Requests:
- a) From the fish finder thread, output the passage that begins at the words "If your just" and stops after the words "on calmer days.".
- b) In the fish finder thread, what screen resolution does the 5" 798ci HD SI have?
- c) Could you supply the next part of the fish finder thread, picking up after its final sentence?
--- start of Source document ---
# 5" side Imaging or 7" Down only



## Sculpin67 (Dec 11, 2007)

I have my choice of two fish finders. Both have most of the same features, but one is a 5" screen and has side imaging --- the other has a 7" screen, no side imaging, but has down imaging.

Which would you choose?

Note that we mainly perch fish in lake erie.


----------



## Buckeye Ron (Feb 3, 2005)

Sculpin67,
Young "eyes" can handle the 5 inch, but older "eyes" like the 7 inch. I have a 7 inch screen with DI because I mainly fish Lake Erie.

My 2 cents,
Ron


----------



## legendaryyaj (Nov 1, 2005)

IMO, Side Imaging. Ask yourself this, would you only want to be able to look down or to both sides? Go play hide and seek and look for someone by just staring at the ground instead of being able to look to your left and right. Good luck finding anyone!

The SI units should come with DI already so it's a win. What units are you looking at?


----------



## Sculpin67 (Dec 11, 2007)

I was looking at the Hummingbird 7" Hummingbird 859ci HD DI versus the 5" 798ci HD SI. The 798 is last years model. It does have a 640x640 screen versus the 859 which is 480x800. Both the models are in the $650 range. I don't want to pull the trigger on the $1000 7" HB with side imaging, but I know I should pony up the extra $.


----------



## spectrum (Feb 12, 2013)

If your just perchin' I'd go with the bigger screen, no real need for side imageing.


----------



## elkhtr (Oct 23, 2006)

Depends. 

What are you going to use it for? Are you the type who likes to use electronics a lot? On lake erie for walleye and perch the down imaging unit would probably suffice, unless you want to take the time to become very comfortable understanding the images and using side imaging. The other thing about side imaging is in rough water, the returns are tough to read- they become distorted.

If you take the time to learn the unit/side imaging, it can be a great tool for locating structure, bait and fish, particularly on calmer days.

BTW, the larger the screen, the easier it is to distinguish returns on side imaging because we are looking at such a large area. If you have the smaller screen, you will probably want to reduce the side imaging distance to 50 to 75 ft at most, probably less. For example, if you have a 4ft diameter rock, and the side imaging set to 100ft to each side, that leaves about 2" of screen on each side that will provide feedback on that 100 ft. Imagine how small that rock will appear. Then imagine how small a fish would be. 

Happy shopping


----------



## Tightlines (Jun 29, 2012)

I would not get the 5" screen for side imageing. I have a 1198 with down and side image but i hardly ever use my DI. I use SI a lot on erie mainly trolling for eyes. You can also see sandbars and different bottom material with the SI. Sometimes the sand actually looks "wavy". If you want a SI unit i would look for a used 800 or 900 series.


----------



## whjr15 (Jun 16, 2005)

Tightlines said:


> ...but i hardly ever use my DI...


I agree. DI is cool to play around with on the slow lazy days, but it serves VERY little actual purpose, IMO. I've got a DI (non- SI) unit, but use the traditional sonar screens 99% of the time.
--- end of Source document ---
--- start of Extracted data ---
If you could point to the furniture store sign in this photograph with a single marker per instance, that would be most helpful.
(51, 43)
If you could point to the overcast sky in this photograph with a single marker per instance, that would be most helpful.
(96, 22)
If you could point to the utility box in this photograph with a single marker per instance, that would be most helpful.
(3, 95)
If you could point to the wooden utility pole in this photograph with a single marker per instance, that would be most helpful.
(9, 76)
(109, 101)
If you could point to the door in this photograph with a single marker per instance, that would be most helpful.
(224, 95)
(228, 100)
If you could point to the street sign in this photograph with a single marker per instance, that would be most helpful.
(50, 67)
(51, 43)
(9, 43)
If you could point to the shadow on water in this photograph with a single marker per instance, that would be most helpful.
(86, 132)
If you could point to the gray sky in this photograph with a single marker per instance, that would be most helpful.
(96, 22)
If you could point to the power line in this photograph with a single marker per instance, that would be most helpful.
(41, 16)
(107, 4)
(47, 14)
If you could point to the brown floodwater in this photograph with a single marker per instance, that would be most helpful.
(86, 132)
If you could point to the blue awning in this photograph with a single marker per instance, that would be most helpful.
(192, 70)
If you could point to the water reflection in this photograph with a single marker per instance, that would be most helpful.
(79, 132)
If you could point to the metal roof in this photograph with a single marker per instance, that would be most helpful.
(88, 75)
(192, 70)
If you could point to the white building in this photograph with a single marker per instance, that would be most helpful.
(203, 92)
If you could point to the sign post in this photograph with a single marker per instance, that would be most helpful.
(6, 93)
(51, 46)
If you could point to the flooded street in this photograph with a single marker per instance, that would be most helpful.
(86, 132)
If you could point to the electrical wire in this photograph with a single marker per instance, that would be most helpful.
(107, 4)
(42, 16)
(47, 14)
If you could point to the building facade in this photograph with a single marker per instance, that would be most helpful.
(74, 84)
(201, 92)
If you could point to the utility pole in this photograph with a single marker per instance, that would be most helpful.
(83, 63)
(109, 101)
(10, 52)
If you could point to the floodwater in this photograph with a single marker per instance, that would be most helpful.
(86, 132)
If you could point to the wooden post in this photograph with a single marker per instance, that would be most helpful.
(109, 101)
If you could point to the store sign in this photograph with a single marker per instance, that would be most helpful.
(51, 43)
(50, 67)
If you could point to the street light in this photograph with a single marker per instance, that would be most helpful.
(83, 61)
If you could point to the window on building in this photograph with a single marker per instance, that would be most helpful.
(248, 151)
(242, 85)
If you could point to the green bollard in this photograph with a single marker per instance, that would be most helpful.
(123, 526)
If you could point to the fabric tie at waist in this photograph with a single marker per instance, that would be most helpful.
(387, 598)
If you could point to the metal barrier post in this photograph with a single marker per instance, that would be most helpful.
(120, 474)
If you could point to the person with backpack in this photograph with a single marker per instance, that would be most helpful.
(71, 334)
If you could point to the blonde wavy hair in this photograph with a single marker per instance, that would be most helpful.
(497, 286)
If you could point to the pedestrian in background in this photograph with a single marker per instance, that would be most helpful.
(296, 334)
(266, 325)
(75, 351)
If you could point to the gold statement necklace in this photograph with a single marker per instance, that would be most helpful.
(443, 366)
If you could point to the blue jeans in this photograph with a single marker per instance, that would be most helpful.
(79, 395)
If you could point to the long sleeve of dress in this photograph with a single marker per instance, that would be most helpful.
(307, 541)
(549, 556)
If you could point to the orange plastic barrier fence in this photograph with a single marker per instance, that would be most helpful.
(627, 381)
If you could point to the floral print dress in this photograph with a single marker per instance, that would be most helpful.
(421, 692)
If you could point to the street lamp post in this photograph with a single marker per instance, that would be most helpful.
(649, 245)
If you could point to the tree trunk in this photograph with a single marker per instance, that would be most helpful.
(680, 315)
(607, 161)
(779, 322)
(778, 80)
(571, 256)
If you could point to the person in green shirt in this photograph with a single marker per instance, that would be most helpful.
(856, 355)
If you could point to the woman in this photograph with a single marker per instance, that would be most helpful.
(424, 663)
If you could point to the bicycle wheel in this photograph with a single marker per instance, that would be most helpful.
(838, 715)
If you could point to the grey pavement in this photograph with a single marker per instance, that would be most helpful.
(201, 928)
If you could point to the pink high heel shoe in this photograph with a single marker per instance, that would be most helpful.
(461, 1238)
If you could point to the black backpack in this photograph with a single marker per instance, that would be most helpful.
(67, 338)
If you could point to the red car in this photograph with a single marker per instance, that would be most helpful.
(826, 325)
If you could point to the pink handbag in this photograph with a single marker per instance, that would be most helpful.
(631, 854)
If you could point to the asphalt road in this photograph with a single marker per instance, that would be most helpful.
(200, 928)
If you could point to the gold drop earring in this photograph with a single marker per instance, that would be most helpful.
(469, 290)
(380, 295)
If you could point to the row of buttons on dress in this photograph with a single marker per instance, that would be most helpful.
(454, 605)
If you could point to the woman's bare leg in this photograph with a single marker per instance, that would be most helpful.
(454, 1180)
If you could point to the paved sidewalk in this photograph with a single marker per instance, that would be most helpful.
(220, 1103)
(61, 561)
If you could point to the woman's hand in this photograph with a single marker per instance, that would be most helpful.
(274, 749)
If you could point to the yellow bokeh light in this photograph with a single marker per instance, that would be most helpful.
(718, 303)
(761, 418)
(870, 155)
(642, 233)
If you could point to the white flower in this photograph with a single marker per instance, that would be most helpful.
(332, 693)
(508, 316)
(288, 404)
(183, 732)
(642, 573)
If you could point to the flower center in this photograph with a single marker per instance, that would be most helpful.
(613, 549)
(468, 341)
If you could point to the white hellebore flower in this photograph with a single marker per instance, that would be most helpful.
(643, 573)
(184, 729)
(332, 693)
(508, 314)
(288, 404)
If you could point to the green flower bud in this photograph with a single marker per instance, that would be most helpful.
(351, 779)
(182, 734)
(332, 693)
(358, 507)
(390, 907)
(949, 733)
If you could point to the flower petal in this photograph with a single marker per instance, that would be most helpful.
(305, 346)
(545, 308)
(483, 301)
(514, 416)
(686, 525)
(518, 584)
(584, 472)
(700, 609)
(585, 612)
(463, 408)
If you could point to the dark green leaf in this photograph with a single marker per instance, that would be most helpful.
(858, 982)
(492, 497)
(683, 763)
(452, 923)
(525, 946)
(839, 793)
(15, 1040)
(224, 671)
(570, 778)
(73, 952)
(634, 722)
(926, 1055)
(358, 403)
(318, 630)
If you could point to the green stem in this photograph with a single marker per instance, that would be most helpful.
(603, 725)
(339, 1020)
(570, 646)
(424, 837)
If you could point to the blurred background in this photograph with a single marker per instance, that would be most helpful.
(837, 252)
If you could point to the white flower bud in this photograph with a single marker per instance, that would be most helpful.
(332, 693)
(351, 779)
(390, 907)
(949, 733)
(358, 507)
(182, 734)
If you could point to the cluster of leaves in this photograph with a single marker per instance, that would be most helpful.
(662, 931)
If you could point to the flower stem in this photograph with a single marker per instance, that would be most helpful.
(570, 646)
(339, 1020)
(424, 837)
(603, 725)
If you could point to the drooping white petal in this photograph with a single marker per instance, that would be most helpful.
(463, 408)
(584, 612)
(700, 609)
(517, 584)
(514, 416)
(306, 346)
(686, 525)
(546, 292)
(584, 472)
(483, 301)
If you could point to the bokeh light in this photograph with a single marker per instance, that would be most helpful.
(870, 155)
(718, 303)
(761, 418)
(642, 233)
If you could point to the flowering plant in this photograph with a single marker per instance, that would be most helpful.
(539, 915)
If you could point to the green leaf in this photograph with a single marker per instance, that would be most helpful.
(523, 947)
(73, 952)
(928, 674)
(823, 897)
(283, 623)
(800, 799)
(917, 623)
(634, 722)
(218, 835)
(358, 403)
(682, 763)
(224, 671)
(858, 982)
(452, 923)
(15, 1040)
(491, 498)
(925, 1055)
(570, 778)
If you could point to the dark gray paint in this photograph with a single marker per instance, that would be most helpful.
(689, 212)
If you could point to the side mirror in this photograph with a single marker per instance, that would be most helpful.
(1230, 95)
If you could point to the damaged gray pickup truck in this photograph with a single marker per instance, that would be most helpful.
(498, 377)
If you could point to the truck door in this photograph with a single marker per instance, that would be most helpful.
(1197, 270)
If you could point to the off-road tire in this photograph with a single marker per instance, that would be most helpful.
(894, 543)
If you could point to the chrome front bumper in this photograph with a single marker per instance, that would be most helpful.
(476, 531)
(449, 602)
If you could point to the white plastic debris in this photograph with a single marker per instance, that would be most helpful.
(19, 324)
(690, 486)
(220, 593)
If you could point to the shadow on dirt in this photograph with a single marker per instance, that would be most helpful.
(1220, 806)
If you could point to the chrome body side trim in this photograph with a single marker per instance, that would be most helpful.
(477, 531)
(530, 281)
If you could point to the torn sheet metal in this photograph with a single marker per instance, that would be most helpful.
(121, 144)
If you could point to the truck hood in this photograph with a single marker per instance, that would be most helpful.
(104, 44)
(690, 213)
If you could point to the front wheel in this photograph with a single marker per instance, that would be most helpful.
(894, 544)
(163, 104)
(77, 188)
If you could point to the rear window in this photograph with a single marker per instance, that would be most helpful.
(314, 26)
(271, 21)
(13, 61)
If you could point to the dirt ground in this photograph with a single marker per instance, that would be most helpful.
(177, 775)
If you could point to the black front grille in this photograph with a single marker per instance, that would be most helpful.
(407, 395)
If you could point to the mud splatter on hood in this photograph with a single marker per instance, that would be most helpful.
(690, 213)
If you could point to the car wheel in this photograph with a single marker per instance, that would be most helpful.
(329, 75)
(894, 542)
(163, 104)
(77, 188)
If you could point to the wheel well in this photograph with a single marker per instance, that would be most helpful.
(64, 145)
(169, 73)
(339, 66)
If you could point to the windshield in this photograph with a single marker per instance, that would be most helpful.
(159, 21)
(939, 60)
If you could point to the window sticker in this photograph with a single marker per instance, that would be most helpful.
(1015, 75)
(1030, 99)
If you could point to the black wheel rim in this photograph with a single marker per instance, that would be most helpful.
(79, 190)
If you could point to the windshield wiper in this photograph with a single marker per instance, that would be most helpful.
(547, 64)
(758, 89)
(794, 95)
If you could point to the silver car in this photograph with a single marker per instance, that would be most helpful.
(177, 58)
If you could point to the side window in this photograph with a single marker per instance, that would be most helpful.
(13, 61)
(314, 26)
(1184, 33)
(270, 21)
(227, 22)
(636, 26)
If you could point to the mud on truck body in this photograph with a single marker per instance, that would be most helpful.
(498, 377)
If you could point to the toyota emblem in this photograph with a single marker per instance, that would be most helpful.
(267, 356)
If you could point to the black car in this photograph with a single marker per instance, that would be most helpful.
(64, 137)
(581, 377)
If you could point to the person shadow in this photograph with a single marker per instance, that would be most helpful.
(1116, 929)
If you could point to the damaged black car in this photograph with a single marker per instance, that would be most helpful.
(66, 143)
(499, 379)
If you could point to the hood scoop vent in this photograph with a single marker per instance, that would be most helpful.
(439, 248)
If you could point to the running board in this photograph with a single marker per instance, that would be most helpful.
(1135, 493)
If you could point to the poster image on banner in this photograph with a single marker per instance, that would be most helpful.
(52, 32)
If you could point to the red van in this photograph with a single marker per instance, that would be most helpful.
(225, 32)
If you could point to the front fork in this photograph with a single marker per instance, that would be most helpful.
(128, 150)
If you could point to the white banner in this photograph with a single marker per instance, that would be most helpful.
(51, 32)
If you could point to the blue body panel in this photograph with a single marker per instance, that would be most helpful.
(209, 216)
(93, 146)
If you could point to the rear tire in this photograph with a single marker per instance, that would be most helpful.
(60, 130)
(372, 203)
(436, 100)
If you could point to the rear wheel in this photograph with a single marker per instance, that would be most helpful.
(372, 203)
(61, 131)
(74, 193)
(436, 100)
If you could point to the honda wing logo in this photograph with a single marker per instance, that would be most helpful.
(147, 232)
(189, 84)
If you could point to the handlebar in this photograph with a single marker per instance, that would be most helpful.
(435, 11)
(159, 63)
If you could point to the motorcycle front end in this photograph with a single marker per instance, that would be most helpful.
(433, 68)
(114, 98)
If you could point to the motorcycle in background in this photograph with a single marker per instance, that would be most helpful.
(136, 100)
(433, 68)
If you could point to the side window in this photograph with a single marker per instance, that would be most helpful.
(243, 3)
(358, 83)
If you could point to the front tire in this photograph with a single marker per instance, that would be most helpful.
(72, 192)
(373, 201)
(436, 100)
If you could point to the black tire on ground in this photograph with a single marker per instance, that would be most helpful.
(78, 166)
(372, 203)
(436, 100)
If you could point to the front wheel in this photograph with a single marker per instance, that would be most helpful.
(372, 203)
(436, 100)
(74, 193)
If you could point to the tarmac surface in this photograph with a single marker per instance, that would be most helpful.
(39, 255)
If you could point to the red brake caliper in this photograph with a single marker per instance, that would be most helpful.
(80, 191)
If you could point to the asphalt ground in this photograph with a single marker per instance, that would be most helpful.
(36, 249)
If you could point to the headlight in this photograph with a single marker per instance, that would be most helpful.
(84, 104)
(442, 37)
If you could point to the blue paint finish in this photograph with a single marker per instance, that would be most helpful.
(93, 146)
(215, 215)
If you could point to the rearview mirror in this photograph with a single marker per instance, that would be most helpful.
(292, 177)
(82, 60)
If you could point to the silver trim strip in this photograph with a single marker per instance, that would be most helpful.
--- end of Extracted data ---
Responses in order:
- a)
If your just perchin' I'd go with the bigger screen, no real need for side imageing.


----------



## elkhtr (Oct 23, 2006)

Depends. 

What are you going to use it for? Are you the type who likes to use electronics a lot? On lake erie for walleye and perch the down imaging unit would probably suffice, unless you want to take the time to become very comfortable understanding the images and using side imaging. The other thing about side imaging is in rough water, the returns are tough to read- they become distorted.

If you take the time to learn the unit/side imaging, it can be a great tool for locating structure, bait and fish, particularly on calmer days.

- b) 640x640

- c)
----------



## Sculpin67 (Dec 11, 2007)

When perch fishing, I use my finder to locate fish before anchoring up. During fishing, I use it to watch for fish that are swimming by off the bottom. I thought that the SI would help in locating fish if they are off to the side when we are looking for schools. 

The more i think about it, I'm able to find fish without SI using a 5" screen, so going to a 7" w/o SI isn't giving me any advantages, other than being a nice to have. Also, The 5" screen has more vertical resolution, so it might help with seeing fish laying in the mud.


Contact me if you know of any used SI units. I haven't seen many.


----------



## TomC (Aug 14, 2007)

If your looking for a down imaging unit, i have a 597ci hi di im selling. Im looking at getting 400-450 for it. The 450 would include a new unused extra transducer.


----------



## Sculpin67 (Dec 11, 2007)

TomC said:


> If your looking for a down imaging unit, i have a 597ci hi di im selling. Im looking at getting 400-450 for it. The 450 would include a new unused extra transducer.


Thanks for the offer, but I would only go used on a 7" SI unit. Also, did you know that you can buy that unit new for $415. The prices on fish finders went way down in the past year. I have a very similar unit on my existing boat - it was $799 new last winter, and now sell for less than yours.


----------



## TomC (Aug 14, 2007)

Guess ill try to get 300-350 for it, lol. I want to upgrade to the 598 unit or a 700series with side and down imaging.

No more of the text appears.